>>>>

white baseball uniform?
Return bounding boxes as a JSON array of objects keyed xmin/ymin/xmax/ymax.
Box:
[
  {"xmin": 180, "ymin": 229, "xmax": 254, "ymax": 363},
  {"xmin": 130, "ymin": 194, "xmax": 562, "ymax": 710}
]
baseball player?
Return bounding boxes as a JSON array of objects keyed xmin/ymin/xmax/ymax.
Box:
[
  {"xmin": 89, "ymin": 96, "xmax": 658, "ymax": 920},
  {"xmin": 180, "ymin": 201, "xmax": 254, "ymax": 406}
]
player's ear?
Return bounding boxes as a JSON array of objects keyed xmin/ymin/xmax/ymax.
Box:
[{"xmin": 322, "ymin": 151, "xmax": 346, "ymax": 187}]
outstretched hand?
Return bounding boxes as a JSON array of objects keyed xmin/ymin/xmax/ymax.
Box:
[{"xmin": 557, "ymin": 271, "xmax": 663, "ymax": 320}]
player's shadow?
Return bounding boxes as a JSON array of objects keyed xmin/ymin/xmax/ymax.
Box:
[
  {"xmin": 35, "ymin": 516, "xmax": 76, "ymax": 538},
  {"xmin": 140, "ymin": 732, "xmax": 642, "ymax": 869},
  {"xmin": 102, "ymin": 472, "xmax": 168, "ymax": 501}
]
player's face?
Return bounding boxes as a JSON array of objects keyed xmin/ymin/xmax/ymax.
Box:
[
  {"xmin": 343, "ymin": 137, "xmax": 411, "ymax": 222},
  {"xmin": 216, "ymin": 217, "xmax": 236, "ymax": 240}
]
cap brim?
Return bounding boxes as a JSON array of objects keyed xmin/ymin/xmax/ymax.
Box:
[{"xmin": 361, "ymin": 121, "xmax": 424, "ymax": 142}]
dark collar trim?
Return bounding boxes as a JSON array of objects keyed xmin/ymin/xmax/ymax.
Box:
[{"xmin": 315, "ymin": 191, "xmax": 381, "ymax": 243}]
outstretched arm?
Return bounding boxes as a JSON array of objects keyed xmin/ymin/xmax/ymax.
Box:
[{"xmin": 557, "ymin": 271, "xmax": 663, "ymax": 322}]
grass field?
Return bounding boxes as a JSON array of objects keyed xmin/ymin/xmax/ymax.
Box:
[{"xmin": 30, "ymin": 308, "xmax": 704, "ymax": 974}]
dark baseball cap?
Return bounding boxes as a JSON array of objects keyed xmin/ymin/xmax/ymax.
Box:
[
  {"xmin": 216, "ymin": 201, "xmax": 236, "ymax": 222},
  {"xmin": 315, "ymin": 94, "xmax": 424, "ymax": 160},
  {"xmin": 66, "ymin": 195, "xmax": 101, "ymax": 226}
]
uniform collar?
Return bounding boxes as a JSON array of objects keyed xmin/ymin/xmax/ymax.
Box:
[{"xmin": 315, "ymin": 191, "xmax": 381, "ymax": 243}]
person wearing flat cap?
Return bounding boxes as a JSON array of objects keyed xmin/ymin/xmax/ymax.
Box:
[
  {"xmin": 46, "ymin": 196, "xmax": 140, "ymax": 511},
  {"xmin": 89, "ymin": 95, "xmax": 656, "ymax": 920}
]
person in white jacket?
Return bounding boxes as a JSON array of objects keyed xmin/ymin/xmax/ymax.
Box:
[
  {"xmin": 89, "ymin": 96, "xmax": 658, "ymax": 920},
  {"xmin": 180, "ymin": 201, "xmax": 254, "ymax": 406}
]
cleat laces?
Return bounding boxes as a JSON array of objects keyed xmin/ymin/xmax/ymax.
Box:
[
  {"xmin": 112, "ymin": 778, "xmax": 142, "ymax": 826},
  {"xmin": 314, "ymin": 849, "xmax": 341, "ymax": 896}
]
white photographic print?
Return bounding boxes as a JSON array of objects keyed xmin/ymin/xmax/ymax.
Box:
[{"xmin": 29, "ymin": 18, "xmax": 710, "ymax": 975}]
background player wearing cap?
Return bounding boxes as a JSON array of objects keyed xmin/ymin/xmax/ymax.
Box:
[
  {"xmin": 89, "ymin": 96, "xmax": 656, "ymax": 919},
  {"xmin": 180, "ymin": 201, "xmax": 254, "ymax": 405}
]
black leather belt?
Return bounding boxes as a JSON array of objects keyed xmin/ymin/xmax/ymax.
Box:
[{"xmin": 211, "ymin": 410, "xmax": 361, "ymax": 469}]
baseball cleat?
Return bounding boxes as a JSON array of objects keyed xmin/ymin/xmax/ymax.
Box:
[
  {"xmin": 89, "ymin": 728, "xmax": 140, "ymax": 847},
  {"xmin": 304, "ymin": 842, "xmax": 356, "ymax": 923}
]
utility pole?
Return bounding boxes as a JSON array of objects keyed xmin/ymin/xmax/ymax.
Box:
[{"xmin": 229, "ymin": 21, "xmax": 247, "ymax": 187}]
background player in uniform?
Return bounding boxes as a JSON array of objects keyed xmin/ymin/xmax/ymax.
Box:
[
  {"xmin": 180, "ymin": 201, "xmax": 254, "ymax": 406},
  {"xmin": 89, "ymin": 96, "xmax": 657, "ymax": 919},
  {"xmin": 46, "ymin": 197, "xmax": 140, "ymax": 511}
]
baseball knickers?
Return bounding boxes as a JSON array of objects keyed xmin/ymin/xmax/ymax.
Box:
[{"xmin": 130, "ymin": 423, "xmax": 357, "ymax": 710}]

<<<<

### GOAL OF THE EXERCISE
Edit the stretch from the line containing "background player in uniform?" through the end of the records, replacing "knickers" with "pants" and leaving everything else unchanged. Give only that stretch.

### OUTPUT FOR THIS TASK
background player in uniform?
Return bounding boxes as a JSON array of objects keyed xmin/ymin/xmax/ymax.
Box:
[
  {"xmin": 180, "ymin": 201, "xmax": 254, "ymax": 406},
  {"xmin": 89, "ymin": 96, "xmax": 657, "ymax": 919},
  {"xmin": 46, "ymin": 197, "xmax": 140, "ymax": 511}
]
baseball pants?
Return bounding boxes as a JSON array of objects keyed xmin/ymin/xmax/ymax.
Box:
[{"xmin": 130, "ymin": 423, "xmax": 357, "ymax": 710}]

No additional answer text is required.